*Aim*
Locate every line in the data below that contains the string "query", and copy each of those lines.

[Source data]
──────────

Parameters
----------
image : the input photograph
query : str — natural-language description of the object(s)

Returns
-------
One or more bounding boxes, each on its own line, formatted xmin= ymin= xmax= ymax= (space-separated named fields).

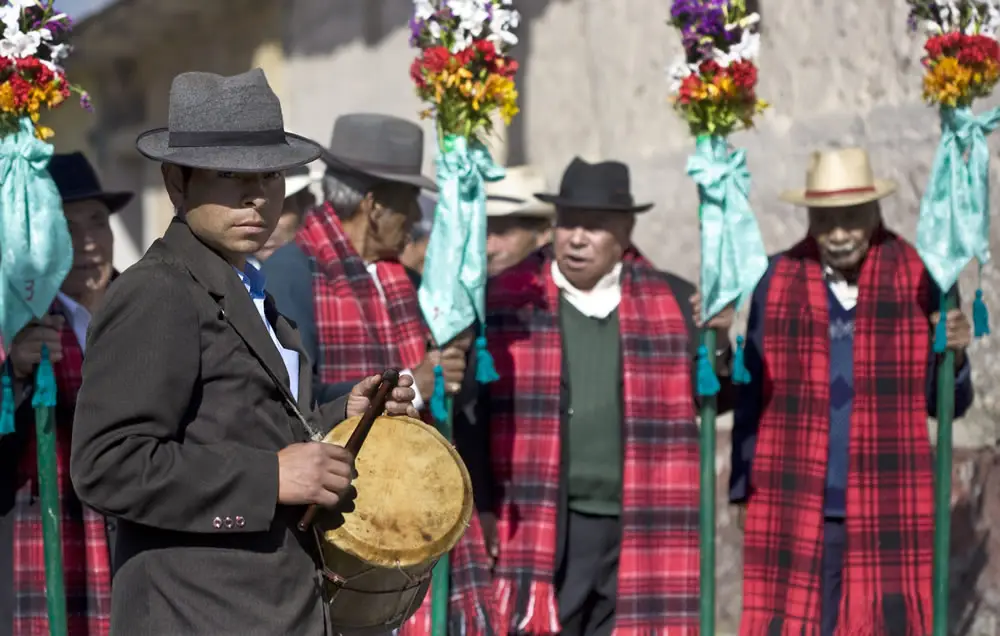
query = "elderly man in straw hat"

──────────

*Expected output*
query : str — natural-language description of the object(s)
query = "elderly man in straw hat"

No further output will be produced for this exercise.